***** Text zur Analyse *****
Van Gassel RJJ.
et al.
High Prevalence of Pulmonary Sequelae at 3 Months after Hospital Discharge in Mechanically
Ventilated Survivors of COVID-19.
Am J Respir Crit Care Med 2021;
203: 371-374
DOI:
10.1164/rccm.202010-3823LE
Für die Maastricht Intensive Care COVID-Kohortenstudie waren alle klinischen und Nachsorgedaten
von Patienten mit COVID-19, die in der Intensiveinheit der Universitätsklinik Maastricht
behandelt worden waren, registriert worden. Beatmungsstrategien umfassten eine lungenprotektive
Ventilation (Atemvolumen ≤ 6 ml/kg) und eine positive Titration nach dem endexpiratorischen
Druck mit der elektrischen Impedanztomografie. Eine Bauchlagerung wurde erwogen, wenn
das Verhältnis von arteriellem Sauerstoffpartialdruck zur inspiratorischen Sauerstofffraktion
(PaO2 /FiO2) auf unter 112,5 mmHg (15 kPa) abfiel und über mindestens 12 Stunden anhielt.
***** Entnommenes Material *****
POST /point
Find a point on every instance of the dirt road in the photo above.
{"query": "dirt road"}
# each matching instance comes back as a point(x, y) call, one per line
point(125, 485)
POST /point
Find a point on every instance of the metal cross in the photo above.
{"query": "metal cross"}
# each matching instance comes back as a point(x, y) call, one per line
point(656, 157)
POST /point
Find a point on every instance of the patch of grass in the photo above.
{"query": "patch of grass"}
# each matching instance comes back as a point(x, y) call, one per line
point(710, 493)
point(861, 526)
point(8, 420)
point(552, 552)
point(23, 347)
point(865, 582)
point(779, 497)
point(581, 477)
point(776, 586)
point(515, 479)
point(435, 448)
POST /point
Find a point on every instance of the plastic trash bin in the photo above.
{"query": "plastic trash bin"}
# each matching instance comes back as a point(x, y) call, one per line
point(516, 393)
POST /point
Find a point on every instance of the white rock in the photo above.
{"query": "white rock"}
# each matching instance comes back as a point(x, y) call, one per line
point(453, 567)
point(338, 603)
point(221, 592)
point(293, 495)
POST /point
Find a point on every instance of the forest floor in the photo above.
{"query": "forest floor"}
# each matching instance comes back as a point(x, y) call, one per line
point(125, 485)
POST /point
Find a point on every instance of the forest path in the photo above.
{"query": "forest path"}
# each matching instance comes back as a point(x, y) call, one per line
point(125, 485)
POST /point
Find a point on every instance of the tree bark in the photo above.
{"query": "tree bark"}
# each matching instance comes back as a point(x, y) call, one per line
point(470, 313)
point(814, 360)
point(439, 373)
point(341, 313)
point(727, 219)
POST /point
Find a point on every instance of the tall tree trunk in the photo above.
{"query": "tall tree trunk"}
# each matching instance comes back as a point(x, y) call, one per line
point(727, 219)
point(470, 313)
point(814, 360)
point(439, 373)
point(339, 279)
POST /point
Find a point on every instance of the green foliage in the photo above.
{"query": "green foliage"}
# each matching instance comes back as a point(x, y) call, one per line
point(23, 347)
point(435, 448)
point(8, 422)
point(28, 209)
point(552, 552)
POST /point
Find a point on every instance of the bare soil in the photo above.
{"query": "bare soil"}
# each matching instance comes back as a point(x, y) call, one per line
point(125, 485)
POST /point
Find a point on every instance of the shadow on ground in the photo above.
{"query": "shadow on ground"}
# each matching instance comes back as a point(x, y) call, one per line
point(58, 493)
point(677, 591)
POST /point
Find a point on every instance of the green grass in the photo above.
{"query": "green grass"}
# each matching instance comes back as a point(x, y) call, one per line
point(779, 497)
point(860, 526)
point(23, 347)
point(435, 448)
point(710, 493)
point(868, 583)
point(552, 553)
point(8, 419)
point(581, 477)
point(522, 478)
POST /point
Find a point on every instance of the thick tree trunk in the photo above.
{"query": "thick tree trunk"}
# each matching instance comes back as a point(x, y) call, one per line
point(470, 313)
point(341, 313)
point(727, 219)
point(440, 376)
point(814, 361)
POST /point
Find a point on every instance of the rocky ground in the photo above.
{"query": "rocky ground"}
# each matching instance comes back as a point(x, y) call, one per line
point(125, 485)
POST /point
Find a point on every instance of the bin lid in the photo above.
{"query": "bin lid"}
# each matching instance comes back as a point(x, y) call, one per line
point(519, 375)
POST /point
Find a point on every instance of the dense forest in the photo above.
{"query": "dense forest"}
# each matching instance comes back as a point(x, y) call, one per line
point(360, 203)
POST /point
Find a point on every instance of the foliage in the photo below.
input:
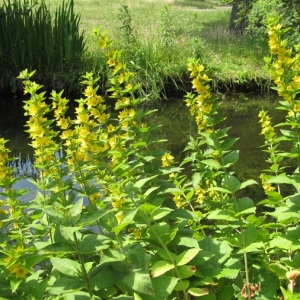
*****
*Arbeitsauftrag 1*. Entnehmen Sie dem Text zur Kohortenstudie wörtlich die Stelle, die bei den Worten „High Prevalence of“ beginnt und nach „12 Stunden anhielt.“ endet.
*Arbeitsauftrag 2*.
Beantworten Sie anhand des Textes zur Kohortenstudie:
(a) Welches Atemvolumen war für die lungenprotektive Ventilation festgelegt?
(b) Mit welchem Verfahren wurde der positive endexpiratorische Druck titriert?
(c) Wie lange musste der PaO2/FiO2-Wert unter der genannten Grenze bleiben, damit eine Bauchlagerung erwogen wurde?

*Antwort 1*.
High Prevalence of Pulmonary Sequelae at 3 Months after Hospital Discharge in Mechanically
Ventilated Survivors of COVID-19.
Am J Respir Crit Care Med 2021;
203: 371-374
DOI:
10.1164/rccm.202010-3823LE
Für die Maastricht Intensive Care COVID-Kohortenstudie waren alle klinischen und Nachsorgedaten
von Patienten mit COVID-19, die in der Intensiveinheit der Universitätsklinik Maastricht
behandelt worden waren, registriert worden. Beatmungsstrategien umfassten eine lungenprotektive
Ventilation (Atemvolumen ≤ 6 ml/kg) und eine positive Titration nach dem endexpiratorischen
Druck mit der elektrischen Impedanztomografie. Eine Bauchlagerung wurde erwogen, wenn
das Verhältnis von arteriellem Sauerstoffpartialdruck zur inspiratorischen Sauerstofffraktion
(PaO2 /FiO2) auf unter 112,5 mmHg (15 kPa) abfiel und über mindestens 12 Stunden anhielt.

*Antwort 2*.
(a) Höchstens 6 ml/kg (≤ 6 ml/kg).
(b) Mit der elektrischen Impedanztomografie.
(c) Mindestens 12 Stunden.